# EXERCISE OBJECTIVE
Transcribe the entries that follow, every word as written, and drop the pictures.

[Stored data entries]

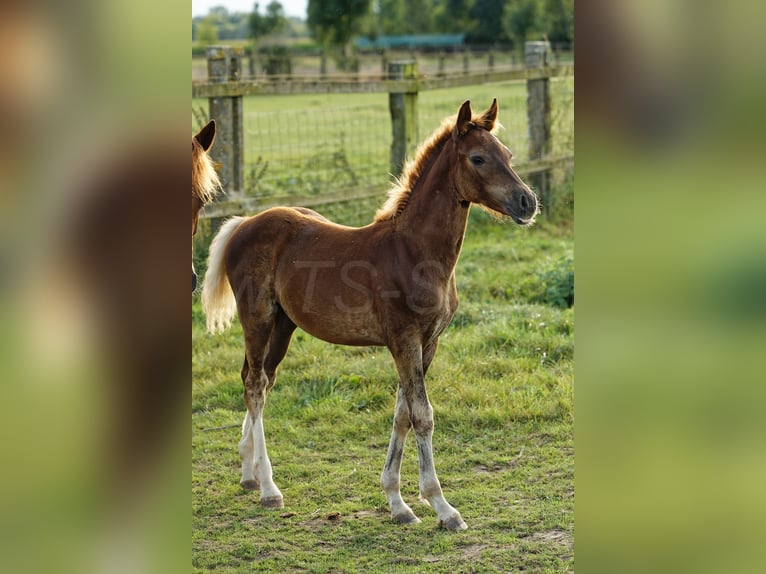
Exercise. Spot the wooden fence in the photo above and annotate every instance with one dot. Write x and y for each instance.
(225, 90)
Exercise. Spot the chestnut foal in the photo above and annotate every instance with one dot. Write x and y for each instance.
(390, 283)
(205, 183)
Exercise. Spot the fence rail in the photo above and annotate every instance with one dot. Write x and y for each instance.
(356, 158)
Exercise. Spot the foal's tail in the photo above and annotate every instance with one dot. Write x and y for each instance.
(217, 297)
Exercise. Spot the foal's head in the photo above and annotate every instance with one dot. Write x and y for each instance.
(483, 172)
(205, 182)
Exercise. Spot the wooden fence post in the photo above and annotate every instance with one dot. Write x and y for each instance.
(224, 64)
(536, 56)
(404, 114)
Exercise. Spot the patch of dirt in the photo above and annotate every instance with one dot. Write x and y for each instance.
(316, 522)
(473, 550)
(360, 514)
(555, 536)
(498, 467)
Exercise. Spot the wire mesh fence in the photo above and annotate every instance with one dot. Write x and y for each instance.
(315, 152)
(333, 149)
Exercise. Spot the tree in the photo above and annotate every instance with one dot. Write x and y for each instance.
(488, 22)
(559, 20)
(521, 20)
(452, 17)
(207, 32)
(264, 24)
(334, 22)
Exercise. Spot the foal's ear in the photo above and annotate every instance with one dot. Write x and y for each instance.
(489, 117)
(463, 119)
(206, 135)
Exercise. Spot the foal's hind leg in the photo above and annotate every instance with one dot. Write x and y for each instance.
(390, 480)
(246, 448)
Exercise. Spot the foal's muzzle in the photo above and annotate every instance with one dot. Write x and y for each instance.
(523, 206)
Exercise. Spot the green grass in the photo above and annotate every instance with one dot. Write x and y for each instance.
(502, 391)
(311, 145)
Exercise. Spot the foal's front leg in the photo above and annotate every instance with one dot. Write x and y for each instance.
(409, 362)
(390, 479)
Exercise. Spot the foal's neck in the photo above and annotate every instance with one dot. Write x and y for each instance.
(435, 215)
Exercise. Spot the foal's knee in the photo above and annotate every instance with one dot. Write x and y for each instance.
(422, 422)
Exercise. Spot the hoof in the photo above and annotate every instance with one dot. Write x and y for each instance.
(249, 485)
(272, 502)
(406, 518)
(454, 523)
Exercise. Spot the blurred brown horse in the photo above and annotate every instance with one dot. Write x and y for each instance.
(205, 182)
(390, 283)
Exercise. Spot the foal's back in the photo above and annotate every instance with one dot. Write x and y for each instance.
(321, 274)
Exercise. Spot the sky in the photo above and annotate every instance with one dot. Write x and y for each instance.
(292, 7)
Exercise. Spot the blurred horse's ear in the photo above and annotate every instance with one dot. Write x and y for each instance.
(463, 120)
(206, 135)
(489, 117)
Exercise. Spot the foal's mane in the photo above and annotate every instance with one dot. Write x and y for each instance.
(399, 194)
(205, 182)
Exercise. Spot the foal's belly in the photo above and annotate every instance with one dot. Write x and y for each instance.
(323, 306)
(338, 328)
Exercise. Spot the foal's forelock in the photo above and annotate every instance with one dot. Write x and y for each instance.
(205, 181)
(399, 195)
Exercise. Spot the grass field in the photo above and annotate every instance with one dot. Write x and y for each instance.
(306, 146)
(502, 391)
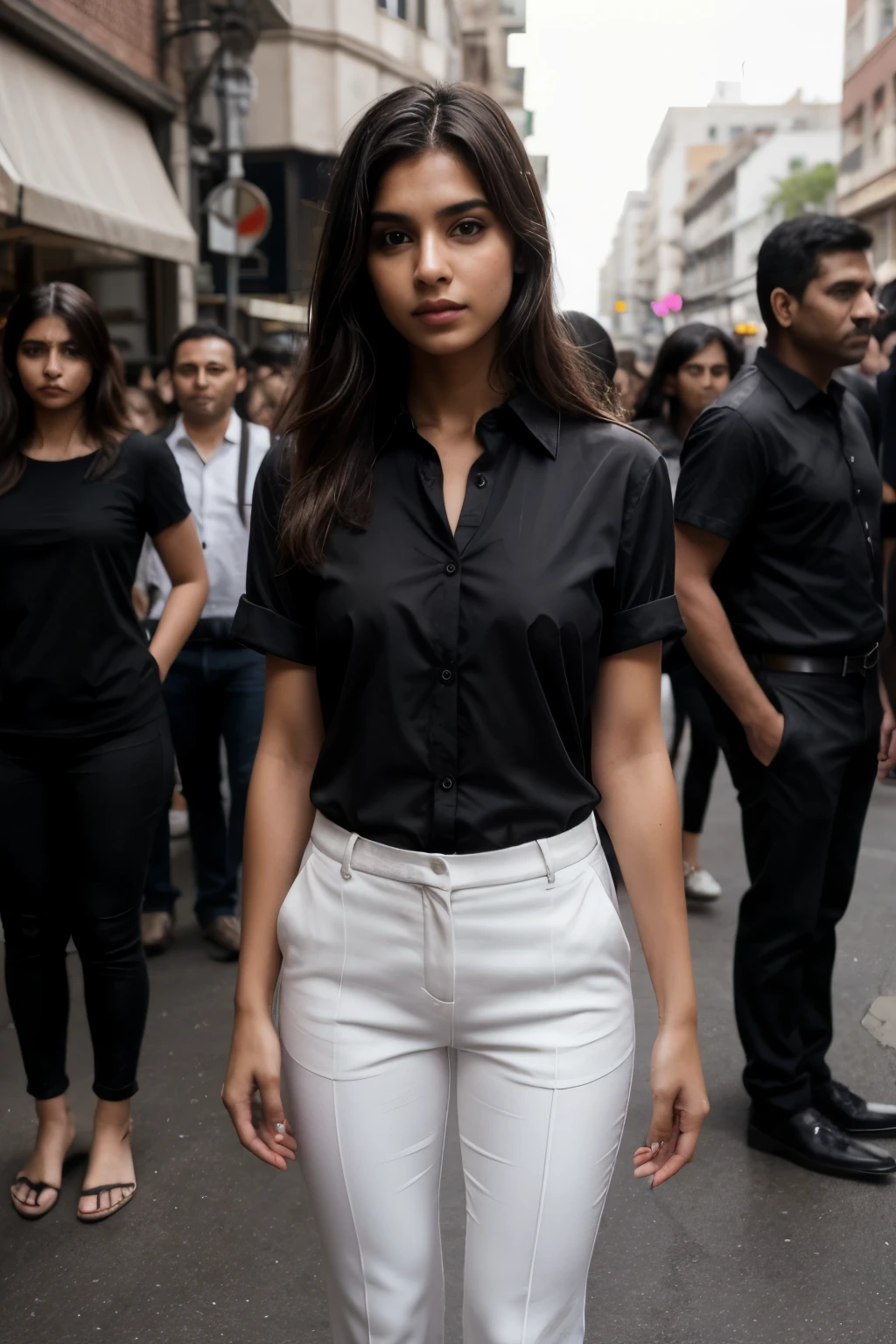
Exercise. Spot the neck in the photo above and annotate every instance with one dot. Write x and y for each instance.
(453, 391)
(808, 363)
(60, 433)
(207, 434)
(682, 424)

# FINISHED EXERCISE
Exercise. Spot the wooden fence in the photo above and annotate every instance with one dot. Write x and y for each instance.
(225, 90)
Exercise. Spot the chestnut foal in the photo above and annotate every instance with one dot. Write x and y for each instance.
(390, 283)
(205, 183)
Exercise. Spot the fence rail in the photo above and annotate every instance with one dot. Write x and y for each instance.
(356, 158)
Exercise. Spot the foal's tail in the photo above and annotate every instance with one dot. Write x and y for each instance.
(217, 297)
Exercise. Spot the foal's head in the photo above and annotate every instance with one dot. Write x and y for each instance.
(483, 172)
(205, 182)
Exercise. Spot the wooden fence post in the photo above and annotate every instance with one dot. Write x and y for each instance.
(224, 64)
(536, 56)
(404, 114)
Exercise. Spot the patch of dirt in the photo above and annotate every instance with one dot. Write x and y for each instance.
(316, 522)
(473, 550)
(360, 514)
(555, 536)
(498, 467)
Exercise. Spot the wire mesh fence in the photo above and annotate every instance with one dot. Write x and y for each instance.
(315, 152)
(333, 149)
Exercise. Spot the tree in the photo above and annotate every instance with one dot. Write x and y for each instance.
(488, 22)
(559, 20)
(521, 20)
(452, 17)
(207, 32)
(264, 24)
(334, 22)
Exercise. Spot the foal's ear in the photo above and annotate every instance with one dot. Write x and y for each instance.
(489, 117)
(463, 119)
(206, 135)
Exercise. Spot the foal's hind leg in the photo above and annotate every instance with one dot. Write x and y for each instance.
(390, 480)
(246, 448)
Exercise. Spot the foal's muzzle in the photo above and annotate every instance with one dot. Write x and y for each instance.
(523, 206)
Exercise. Spot the green grass in the photo above and annotate every instance with one dot. Write x and y for each instance.
(502, 391)
(311, 145)
Exercise. Spot the foal's front leg in the photo above and annotate every instance with one dot. Write x and y for each instance.
(409, 362)
(390, 479)
Exercise. Spot the foal's neck in the photo above and annotate every instance with one dot. Write x and y for each instance.
(435, 215)
Exercise. Spot the foal's knee in the photo above and annotate every instance with one dot. Write x and y for each instance.
(422, 422)
Exercise. Spot the hoof in the photo above and annotate every instance with one dot. Write x and y for each instance.
(249, 485)
(272, 502)
(406, 518)
(454, 523)
Exercise. Spot the blurred brown horse in the photo above and annotate every instance with one dot. Write x and y for each instance.
(205, 182)
(390, 283)
Exercise. Spot the foal's back in the photo above and annotate every instance with one dot. Write x and y for each instance.
(321, 274)
Exercise. Spot the sky in the photo above and annotate every instance with one dot. Write x and y for each instance.
(292, 7)
Exercise. Spot the blurred horse's ear in the photo above and annotate every instance with one dot. Write x and y for each instance.
(463, 120)
(206, 135)
(489, 117)
Exercise. Spot the foal's mane in the photo above and annotate every instance with one dot. Write x and y for each instance.
(399, 194)
(205, 182)
Exercise. Spot the foal's belly in the photo above and annotate every instance with one dot. Write x and y for each instance.
(323, 306)
(338, 328)
Exercise. Spot the foal's forelock in the photo above and annotate every instance with one dot. Write x and y for each instance.
(205, 181)
(399, 195)
Exercise. Spot the grass field in the photo above and annotate every instance with one dot. Write x and y for each instance.
(306, 146)
(502, 391)
Exercise. Spot the neck in the photo above and annotate every instance with one dot. Write x and y for each instance.
(453, 391)
(808, 363)
(60, 433)
(207, 434)
(682, 424)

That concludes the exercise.